◆ ページ本文:
========================

1)化膿性炎症の初期(発赤から膿瘍の形成)

「癰」の初期は、皮膚に腫瘍を生じ、患部が発赤して隆起してきます。炎症が強まると患部に熱感と痛みを伴い、腫瘍が拡大してきます。やがて膿ができ膿瘍を発生させますが、初期であれば未だ膿は堅く、その状態で徐々に拡大していきます。
このような時期、つまり未だ膿が硬く、皮膚表面に頭を出さず、膿の拡大が過渡期にある段階では、「消法」といって病巣を消散させる手法を用います。最も良く使われる処方は十味敗毒湯や荊防敗毒散、葛根湯などです。時に炎症が強いと全身の発熱や悪寒を生じることがあります。この場合は風邪の治療とまったく同じで、葛根湯などで汗をかかせることで病巣を消散させます。この方法を「汗法」といいます。
また消法は、炎症の勢いを早期に終息させる手法です。したがって炎症を「熱」と捉えてこれを抑制する治療を行います。これを「清法」といいます。炎症が強く、病巣拡大の勢いが顕著な場合には必ず行わなければならない手法です。黄連解毒湯や石膏などを十味敗毒湯や荊防敗毒散に合わせるのが一般的です。さらに「下法」といって、大黄や芒硝などの下剤を用いて炎症を抑制する手法もあります。面部や頭部の充血が強かったり、腹部の炎症を抑制する時に用いるべき手法です。

2)病巣の限局化から膿瘍の軟化

炎症の拡大傾向が終息してくると、病巣が限局化します。そして膿が未だ十分に軟化しておらず排膿していない時期では、膿を軟化させて排膿へと導く治療を行います。これを「托法(たくほう)」といいます。
最も良く用いられる方剤は、托裏消毒飲や千金内托散です。これらの処方の中には黄耆や当帰、白芷や桔梗といった膿を軟化させて排膿を促す薬物を配合しています。托裏消毒飲はさらに金銀花という清熱解毒薬が配合されているため、残存する炎症を抑えて膿の拡大を予防する薬能が付け加えられています。この時期の治療は炎症をちゃんと抑えきるということが重要で、炎症の勢いが残存していると托法によって炎症が悪化することがあります。したがって金銀花や連翹、時に黄連や黄芩といった清熱薬を炎症の程度にしたがって加減する必要があります。

========================

(コレクションの項目)

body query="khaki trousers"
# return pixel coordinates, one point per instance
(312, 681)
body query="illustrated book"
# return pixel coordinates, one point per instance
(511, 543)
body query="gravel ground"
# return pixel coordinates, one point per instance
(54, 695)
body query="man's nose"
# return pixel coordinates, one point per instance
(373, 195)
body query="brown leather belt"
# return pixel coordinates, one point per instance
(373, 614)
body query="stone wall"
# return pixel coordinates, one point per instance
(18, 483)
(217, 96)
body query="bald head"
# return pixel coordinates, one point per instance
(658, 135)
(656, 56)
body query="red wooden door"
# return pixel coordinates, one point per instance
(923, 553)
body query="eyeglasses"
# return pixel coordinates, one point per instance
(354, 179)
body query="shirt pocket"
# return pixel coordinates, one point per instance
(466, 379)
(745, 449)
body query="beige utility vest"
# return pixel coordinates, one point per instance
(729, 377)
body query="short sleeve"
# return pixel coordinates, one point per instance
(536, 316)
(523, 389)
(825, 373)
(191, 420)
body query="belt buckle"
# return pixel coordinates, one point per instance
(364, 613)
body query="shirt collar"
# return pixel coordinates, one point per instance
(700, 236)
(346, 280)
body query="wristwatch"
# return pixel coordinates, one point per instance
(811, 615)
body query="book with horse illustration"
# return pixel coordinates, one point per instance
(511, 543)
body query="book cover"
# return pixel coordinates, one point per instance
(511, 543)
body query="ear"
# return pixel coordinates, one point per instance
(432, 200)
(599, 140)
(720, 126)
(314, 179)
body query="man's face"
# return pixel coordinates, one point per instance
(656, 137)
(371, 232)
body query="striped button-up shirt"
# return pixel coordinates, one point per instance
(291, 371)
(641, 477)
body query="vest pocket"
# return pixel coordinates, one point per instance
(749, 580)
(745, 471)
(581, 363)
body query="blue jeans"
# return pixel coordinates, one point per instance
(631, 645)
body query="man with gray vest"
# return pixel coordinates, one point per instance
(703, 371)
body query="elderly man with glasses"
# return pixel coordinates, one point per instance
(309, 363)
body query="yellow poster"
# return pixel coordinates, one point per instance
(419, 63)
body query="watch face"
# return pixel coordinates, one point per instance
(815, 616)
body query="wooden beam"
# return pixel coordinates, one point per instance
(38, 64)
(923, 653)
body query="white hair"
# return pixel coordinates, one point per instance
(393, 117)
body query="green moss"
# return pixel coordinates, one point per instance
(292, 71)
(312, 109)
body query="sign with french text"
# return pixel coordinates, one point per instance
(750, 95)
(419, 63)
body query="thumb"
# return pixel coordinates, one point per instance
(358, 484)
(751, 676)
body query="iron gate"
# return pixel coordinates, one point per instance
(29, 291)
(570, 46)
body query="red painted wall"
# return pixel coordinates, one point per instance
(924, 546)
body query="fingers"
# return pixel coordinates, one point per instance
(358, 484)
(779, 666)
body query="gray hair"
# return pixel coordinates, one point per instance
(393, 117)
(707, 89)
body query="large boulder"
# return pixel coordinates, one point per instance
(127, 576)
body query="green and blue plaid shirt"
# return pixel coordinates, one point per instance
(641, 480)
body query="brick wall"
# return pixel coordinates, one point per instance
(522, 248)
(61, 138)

========================

◆ 必要な作業 A:
化膿性炎症の漢方治療に関する本文によると、托法で最もよく用いられる方剤は何ですか。
◆ 必要な作業 B:
化膿性炎症の漢方治療に関する本文を、最後の文の後から書き継いでください。
これらの行は使いません。

◆ 解答 A:
托裏消毒飲と千金内托散です。

◆ 解答 B:
3)膿瘍の破潰から潰瘍の形成

炎症の勢いが終息し、膿が十分に軟化し、膿瘍が自潰して排膿すると、病巣は潰瘍を形成します。通常であれば、病巣は肉芽の新生を経て潰瘍を自然治癒させていきますが、時に肉芽の新生がうまくいかず、いつまでも潰瘍が塞がりきらないという方がいらっしゃいます。また膿の排出が完全ではなく、病巣に膿を残存させることで感染を再発させてしまうケースもあります。これは自然治癒しようとする力の不足であったり、病巣の血行障害によって起こります。特に身体の虚弱な方やご高齢者に多くみられます。
このような完治できない潰瘍を治療する際に用いられる手法が「補法」です。十全大補湯や帰耆建中湯などが用いられます。特に帰耆建中湯は花岡青洲という江戸時代の名医が難治性の癰に対してつくったもので、非常にすぐれた効能を発揮します。先に述べた千金内托散もこの時期に用いることができます。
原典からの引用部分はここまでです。